EXERCISE DESCRIPTION: Set down exactly the lines of the records from the top to the line containing "box: [602, 241, 630, 310]"; include both.
--- START ---
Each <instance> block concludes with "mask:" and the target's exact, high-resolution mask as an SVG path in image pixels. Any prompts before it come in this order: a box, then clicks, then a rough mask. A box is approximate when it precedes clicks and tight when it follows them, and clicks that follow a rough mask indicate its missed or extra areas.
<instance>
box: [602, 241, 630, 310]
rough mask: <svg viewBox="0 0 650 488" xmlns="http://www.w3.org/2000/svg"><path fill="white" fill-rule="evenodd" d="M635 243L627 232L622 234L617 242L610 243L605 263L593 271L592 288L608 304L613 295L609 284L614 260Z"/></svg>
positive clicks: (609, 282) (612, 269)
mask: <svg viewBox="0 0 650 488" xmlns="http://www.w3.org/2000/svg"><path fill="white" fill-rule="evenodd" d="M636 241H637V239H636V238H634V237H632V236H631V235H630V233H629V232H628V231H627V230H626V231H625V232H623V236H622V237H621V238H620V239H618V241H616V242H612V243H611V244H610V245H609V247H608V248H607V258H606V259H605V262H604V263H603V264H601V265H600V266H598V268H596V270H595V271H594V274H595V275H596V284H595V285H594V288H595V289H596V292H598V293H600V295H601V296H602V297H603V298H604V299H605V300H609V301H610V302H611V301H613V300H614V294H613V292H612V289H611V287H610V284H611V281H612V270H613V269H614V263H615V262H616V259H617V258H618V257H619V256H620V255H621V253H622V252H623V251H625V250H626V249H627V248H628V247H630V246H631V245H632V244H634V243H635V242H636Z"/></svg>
--- END ---
RESPONSE TO THIS EXERCISE:
Each <instance> block concludes with "mask:" and the target's exact, high-resolution mask as an SVG path in image pixels. Any prompts before it come in this order: a box, then clicks, then a rough mask. A box is approximate when it precedes clicks and tight when it follows them, and clicks that follow a rough mask indicate its missed or extra areas.
<instance>
box: [602, 241, 630, 310]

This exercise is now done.